--- start Provided material ---

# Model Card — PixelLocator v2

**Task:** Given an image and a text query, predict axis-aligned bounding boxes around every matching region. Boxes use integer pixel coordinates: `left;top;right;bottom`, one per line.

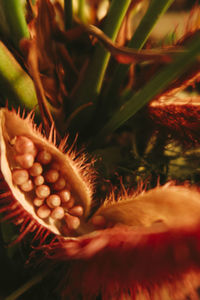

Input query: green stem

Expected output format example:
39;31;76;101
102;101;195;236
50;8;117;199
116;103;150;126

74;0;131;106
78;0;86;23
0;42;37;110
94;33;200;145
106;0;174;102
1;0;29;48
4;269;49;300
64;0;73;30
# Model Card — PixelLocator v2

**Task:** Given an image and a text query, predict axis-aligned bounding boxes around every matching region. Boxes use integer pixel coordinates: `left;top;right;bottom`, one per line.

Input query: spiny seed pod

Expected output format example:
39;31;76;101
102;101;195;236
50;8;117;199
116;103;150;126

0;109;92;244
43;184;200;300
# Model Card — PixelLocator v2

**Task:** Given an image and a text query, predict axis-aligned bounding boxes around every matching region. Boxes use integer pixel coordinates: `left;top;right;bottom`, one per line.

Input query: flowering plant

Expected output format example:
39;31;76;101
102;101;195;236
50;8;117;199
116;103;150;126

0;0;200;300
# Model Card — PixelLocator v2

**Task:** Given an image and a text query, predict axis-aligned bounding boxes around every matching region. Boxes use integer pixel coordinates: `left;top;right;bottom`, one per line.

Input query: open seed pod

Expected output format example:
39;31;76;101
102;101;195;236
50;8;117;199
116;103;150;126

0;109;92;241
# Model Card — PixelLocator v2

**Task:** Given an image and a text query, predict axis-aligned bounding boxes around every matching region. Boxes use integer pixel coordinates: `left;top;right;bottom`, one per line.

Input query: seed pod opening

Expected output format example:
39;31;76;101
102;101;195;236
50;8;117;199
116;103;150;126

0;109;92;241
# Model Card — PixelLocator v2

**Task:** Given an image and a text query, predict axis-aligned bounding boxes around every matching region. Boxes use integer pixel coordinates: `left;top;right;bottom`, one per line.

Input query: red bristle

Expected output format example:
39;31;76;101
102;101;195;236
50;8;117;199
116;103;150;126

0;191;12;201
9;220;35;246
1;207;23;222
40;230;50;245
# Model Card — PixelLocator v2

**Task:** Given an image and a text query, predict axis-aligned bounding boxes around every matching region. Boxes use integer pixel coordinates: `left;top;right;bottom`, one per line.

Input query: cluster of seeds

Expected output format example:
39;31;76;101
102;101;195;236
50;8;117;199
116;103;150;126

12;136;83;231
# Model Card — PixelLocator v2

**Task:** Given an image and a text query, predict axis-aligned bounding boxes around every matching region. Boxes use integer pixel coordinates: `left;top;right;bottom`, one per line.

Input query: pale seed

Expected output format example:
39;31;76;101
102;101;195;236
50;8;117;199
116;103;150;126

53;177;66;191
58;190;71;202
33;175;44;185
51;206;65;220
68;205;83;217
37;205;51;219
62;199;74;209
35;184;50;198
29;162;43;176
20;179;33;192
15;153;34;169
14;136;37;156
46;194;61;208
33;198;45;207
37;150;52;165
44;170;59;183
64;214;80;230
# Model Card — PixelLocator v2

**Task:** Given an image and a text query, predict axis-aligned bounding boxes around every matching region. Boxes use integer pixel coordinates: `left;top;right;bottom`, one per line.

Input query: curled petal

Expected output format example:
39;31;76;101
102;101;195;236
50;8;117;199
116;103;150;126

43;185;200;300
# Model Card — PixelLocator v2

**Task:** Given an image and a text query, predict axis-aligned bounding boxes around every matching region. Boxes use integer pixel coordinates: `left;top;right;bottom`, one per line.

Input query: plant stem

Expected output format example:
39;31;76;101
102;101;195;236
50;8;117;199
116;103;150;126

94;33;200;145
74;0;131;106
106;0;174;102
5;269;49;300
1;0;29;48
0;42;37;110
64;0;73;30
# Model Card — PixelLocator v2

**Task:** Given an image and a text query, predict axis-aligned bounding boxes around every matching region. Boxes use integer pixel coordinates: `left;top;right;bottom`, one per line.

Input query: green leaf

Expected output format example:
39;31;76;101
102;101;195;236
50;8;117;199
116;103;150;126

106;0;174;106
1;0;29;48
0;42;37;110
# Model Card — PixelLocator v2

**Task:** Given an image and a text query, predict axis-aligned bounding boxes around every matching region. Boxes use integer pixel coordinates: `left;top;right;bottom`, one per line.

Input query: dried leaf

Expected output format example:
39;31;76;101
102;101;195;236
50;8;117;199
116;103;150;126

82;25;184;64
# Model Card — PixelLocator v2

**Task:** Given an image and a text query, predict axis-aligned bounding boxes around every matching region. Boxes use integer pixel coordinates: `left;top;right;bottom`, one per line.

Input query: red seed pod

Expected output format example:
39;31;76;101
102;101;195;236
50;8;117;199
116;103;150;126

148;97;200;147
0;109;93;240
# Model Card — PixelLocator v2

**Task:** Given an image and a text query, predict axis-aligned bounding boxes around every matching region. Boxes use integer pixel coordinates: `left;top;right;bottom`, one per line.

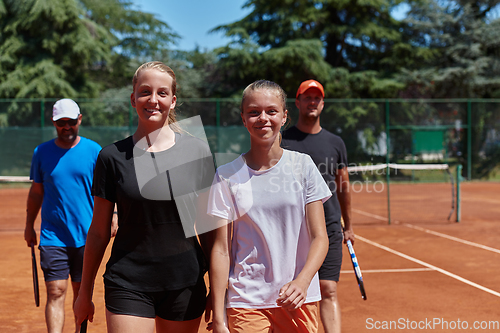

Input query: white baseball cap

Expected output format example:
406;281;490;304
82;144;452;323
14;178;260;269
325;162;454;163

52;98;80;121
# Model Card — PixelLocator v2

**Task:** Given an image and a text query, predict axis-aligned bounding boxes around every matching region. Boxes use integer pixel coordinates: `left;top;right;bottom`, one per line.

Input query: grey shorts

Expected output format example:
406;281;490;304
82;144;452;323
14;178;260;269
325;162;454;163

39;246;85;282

--- end Provided material ---

State how many lines in the items contain the string "green", treating uppercase and lowercase as different, and reply with that number only.

2